Brief A: According to the article on Pennsylvania's motorcycle helmet law, in what year was the state's mandatory helmet law repealed?
Brief B: Pick up the article on Pennsylvania's motorcycle helmet law after its last sentence and keep writing.

Text section:

On the warm, dry, and cloudless afternoon of Wednesday, May 25, at about 1 p.m., Robert B. Sparrow was riding north on Kelly Drive with a woman passenger, her arms wrapped around him on a 2004 Suzuki motorcycle.
At Breweryhill Road, Sparrow tried to turn right and hit a Mercedes-Benz traveling in the same direction to his left. Sparrow's motorcycle struck a stone embankment.
He died instantly. He was 36 years old.
His 25-year-old passenger was taken to Hahnemann University Hospital in critical condition.
Neither was wearing a helmet.
There are those who would argue that because the Pennsylvania legislature refuses to require all motorcyclists to wear protective headgear, it is complicit in these tragedies.
For decades, the state had a mandatory helmet law. But in 2003, on Gov. Ed Rendell's watch, it was repealed.
Ever since, the majority of the state's legislators has steadfastly upheld the principle of "liberty above all."
And ever since, State Rep. Dan Frankel (D., Allegheny) has been trying to persuade them to reinstate the helmet requirement.
At the end of May, he introduced yet another bill to revive the law - his fourth attempt. "I do it every session," Frankel says. "But I know it won't go anywhere."
The law, he says, is widely viewed as a commonsense public health measure.
"There is an alternative to reading these stories about fatalities and brain injuries."
Research by universities, public policy centers, epidemiologists, neurologists, orthopedic surgeons, and government agencies has come to the same conclusion.
Helmets save lives and reduce suffering.
One study at the Johns Hopkins University School of Medicine looked at more than 40,000 motorcycle collisions between 2002 and 2006 and found that motorcyclists who wore helmets were 65 percent less likely to suffer traumatic brain injury, 22 percent less likely to suffer cervical spine injury, and 37 percent less likely to die than riders without helmets. "But single-interest groups like the bikers hold a lot of sway over lawmakers," Frankel says.
The motorcycle group ABATE (A Brotherhood Aimed Towards Education of Pennsylvania) and its political action committee, Bike PAC, have lobbied long and hard to win and maintain what members say is their freedom of choice. Like smoking cigarettes or eating fried food, they argue, riding one's chopper without a helmet is a personal decision, and no paternalistic government agency has the right to interfere.
Records provided by the National Institute on Money in State Politics show that the bikers' group contributed more than $72,000 to state legislators in 2010.

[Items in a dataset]
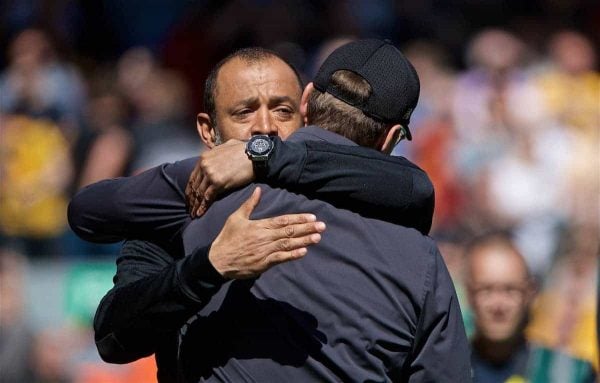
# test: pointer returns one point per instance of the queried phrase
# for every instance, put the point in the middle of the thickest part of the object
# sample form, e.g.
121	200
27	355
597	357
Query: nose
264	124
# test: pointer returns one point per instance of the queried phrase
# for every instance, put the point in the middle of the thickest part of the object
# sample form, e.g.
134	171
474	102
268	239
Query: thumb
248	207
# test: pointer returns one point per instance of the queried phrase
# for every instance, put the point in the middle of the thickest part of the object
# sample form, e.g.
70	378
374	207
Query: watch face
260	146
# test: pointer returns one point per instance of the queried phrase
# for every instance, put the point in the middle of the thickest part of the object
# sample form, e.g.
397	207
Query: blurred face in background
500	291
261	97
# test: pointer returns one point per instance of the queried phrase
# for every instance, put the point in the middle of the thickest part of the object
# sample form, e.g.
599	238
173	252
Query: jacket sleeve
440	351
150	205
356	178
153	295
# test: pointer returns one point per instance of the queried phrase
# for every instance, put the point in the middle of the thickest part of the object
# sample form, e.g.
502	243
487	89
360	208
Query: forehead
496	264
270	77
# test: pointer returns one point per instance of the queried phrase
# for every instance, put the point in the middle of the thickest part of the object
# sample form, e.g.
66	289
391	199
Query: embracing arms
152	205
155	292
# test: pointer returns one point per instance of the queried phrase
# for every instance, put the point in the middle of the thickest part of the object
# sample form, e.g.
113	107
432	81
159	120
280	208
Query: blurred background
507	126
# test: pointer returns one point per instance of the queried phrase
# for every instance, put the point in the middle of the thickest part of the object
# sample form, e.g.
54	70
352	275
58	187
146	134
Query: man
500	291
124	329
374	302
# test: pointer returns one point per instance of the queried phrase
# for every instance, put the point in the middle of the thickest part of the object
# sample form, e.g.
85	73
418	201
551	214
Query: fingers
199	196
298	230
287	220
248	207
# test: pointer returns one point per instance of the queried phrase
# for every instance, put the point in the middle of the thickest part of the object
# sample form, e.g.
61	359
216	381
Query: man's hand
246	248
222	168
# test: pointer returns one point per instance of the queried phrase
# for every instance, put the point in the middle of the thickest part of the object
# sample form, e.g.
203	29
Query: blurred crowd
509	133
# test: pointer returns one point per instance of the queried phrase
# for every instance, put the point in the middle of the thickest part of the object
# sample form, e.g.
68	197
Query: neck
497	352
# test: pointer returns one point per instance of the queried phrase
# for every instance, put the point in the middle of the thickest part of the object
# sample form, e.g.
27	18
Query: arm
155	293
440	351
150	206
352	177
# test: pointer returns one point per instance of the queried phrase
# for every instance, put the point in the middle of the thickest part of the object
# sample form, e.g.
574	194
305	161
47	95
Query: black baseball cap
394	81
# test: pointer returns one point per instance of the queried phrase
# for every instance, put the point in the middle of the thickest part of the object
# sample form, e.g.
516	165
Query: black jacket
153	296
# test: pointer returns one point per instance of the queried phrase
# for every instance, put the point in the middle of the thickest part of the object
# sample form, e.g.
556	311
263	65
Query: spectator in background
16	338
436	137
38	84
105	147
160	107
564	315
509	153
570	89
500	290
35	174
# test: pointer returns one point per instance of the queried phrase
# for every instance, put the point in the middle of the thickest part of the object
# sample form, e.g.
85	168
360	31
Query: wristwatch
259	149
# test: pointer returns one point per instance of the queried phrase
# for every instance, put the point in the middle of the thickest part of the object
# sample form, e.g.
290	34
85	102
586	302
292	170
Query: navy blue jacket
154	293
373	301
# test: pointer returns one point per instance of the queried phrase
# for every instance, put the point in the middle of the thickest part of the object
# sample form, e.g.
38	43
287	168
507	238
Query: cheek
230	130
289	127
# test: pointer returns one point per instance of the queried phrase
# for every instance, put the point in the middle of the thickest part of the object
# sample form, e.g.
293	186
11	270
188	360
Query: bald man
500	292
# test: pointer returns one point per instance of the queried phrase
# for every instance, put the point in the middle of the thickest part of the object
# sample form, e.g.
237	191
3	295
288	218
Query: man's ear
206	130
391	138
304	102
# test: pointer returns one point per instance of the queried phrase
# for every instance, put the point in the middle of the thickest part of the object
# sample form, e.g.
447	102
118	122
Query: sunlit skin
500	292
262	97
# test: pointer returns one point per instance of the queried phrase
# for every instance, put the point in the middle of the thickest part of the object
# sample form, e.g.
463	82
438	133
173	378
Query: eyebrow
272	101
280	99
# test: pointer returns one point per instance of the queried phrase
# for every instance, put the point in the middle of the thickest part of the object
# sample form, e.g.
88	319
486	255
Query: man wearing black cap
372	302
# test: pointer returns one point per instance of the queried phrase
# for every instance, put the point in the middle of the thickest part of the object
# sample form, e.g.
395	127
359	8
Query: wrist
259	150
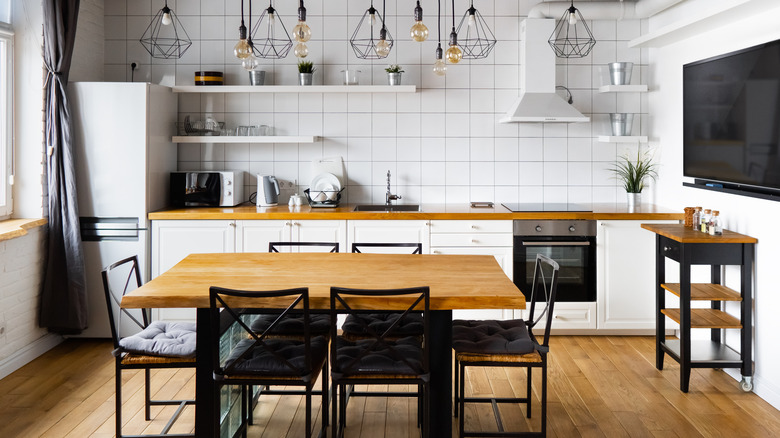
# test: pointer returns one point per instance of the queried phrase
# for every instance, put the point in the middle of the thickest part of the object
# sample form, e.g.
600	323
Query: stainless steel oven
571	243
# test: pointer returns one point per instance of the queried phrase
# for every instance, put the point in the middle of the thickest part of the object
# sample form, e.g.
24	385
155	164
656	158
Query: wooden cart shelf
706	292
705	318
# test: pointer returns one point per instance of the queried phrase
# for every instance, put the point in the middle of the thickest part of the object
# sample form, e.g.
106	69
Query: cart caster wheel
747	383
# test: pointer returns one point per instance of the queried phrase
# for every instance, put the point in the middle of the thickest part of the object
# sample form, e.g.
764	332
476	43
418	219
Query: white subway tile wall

Answer A: 2003

Answer B:
When Frankel reintroduced his legislation May 23, he brought reinforcements, including a high-ranking official from the National Transportation Safety Board, nursing and trauma specialists, and Kristen Mertz, an epidemiologist from the University of Pittsburgh who cowrote a 2008 study on the rise of deaths and injuries after the helmet law was repealed.
In response, one of ABATE's main lobbyists, Charles Umbenhauer, posted this warning on the group's website:
"Prompted in part by the state's budget deficit, Frankel also plans to introduce legislation to require additional insurance for motorcycle riders who choose not to wear a helmet. He also will introduce a bill to provide for special motorcycle license plates for riders under the age of 21.
"This is a serious threat to our freedom. Don't take it lightly. The Legislature is in the process of doing the state budget, and Frankel is trying to make a case that bikers are costing the taxpayers millions of dollars in unnecessary medical bills. He claims we can reduce all of these medical costs if a universal helmet law is reenacted to cover all motorcyclists in the commonwealth. Don't think for one minute that this guy isn't dead serious about making an honest effort to put a helmet back on every head."
Umbenhauer urged all members to rally to the Capitol and protest loudly (but politely).
"Fail to answer the call and we play right into Frankel's web of deceit. A lot of years of hard work, not to mention big bucks, went into securing your freedom of choice."
Meanwhile, the public has been laying out some pretty big bucks, too, says Frankel.
"Hospitalization costs resulting from motorcycle accidents cost the commonwealth $18 million a year. Disability and long-term care are $55 million," says Frankel.
Calculating the emotional costs to victims and their families is a lot harder. It's the principle, though, that drives the bikers.